Если О. Эрлих исходил из того, что сформулированное законодателем правовое предложение обладает смыслом, который может быть познан судьей в процессе толкования [31, с. 575], то после предпринятого Г. Кельзеном теоретического обоснования тезиса о том, что толкование есть прежде всего «функция воли, а не познания» [11, с. 501], представители современного реалистического подхода, прежде всего М. Тропер, отстаивают тезис о том, что толкование представляет собой практическое действие, которое имеет волевой аспект. Так, М. Тропер, следуя Г. Кельзену, исходит из того, что толкование представляет собой не акт познания смысла (значения) авторитетно установленного правила, что с точки зрения занимаемой им позиции нонкогнитивизма в принципе невозможно, а ничем не стесненный акт волеизъявления субъекта толкования, которым устанавливается норма как смысл текста и его юридическая сила.

(4). Реалистический подход развивался от признания институциональных ограничений, налагаемых на суд таким принципом правового государства, как принцип разделения властей, — к обоснованию судебной власти в качестве суверенной и отрицанию как наивного и архаического популярного в дискуссиях о судебном правотворчестве «аргумента от демократии», согласно которому пожизненно назначаемые и не несущие политической ответственности судьи не должны устанавливать общие правила. Собственно уже в полемике К. Шмитта и Г. Кельзена о конституционном правосудии проблема «творческого судейства» была отчетливо опознана как институциональная — конституционно-правовая — проблема, связанная в конечном счете с определением взаимных отношений властей в правовом государстве [27, с. 52].

Так, О. Эрлих полагал, что в ситуации определенности правового регулирования судья не имеет права «пренебречь целями автора [правового предложения] и под прикрытием такого [телеологического. — Е. Т.] толкования преследовать свои цели», так как это означало бы «лишить эффекта все усилия государства в правовой сфере». Исходя из этой позиции, он считал необходимым «от всего этого… решительно отказаться согласно современному пониманию правового верховенства государства» [31, с. 542].

* ЗАДАНИЕ *
Чем, по Г. Кельзену, прежде всего является толкование согласно фрагменту о судебном толковании права?

* ИСХОДНЫЕ ДАННЫЕ *
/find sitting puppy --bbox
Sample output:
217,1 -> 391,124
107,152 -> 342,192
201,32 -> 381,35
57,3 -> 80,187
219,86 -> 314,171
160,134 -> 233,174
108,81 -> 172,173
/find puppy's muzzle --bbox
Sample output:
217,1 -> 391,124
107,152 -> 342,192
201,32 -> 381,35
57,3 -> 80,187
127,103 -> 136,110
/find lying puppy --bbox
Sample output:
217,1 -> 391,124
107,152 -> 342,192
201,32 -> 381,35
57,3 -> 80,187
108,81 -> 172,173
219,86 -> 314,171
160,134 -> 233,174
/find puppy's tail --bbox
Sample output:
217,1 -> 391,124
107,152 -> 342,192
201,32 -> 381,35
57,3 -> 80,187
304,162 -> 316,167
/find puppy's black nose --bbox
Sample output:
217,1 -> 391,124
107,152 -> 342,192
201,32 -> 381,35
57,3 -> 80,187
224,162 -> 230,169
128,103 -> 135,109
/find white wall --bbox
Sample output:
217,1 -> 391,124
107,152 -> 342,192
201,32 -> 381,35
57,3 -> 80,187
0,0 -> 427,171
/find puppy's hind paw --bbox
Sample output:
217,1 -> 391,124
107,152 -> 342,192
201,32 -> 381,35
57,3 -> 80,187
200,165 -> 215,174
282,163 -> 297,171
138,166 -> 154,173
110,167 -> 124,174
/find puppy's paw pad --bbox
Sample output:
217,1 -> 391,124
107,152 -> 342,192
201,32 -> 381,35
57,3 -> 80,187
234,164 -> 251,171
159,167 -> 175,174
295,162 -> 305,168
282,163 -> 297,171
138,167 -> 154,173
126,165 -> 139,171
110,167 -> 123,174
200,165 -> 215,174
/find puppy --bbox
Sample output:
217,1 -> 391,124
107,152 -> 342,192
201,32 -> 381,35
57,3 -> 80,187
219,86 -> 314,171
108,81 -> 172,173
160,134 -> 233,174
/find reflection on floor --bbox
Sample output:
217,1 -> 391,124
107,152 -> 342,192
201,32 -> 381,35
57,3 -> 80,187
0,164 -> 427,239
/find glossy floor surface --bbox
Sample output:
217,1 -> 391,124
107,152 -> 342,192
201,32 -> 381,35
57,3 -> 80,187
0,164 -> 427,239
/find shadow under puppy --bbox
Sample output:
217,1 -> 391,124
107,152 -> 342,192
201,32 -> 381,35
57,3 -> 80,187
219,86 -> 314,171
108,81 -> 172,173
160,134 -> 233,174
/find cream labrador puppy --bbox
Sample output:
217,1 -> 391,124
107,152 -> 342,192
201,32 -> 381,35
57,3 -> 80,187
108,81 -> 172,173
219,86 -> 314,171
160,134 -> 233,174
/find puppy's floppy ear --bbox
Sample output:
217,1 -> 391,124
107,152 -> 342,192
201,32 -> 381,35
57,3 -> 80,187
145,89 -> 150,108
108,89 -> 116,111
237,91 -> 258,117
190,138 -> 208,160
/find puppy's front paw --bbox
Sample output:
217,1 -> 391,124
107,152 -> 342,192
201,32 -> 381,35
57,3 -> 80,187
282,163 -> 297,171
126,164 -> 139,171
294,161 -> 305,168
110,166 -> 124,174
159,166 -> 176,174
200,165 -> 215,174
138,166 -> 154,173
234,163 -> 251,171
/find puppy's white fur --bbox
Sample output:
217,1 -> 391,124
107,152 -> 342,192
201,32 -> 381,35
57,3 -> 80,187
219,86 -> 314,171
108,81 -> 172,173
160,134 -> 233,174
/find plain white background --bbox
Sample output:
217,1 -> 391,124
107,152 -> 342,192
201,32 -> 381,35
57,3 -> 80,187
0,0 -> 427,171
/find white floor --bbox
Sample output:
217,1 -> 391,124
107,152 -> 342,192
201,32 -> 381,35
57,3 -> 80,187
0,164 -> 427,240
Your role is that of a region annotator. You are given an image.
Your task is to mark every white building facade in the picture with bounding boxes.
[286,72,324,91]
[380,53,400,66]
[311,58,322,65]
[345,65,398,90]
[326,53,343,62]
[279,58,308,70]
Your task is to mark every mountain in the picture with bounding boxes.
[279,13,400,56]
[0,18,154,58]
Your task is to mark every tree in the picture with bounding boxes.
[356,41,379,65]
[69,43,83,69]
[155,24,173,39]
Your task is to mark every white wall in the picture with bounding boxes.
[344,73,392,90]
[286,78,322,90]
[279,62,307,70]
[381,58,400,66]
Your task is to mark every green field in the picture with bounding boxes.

* РЕШЕНИЕ *
По Г. Кельзену, толкование есть прежде всего «функция воли, а не познания».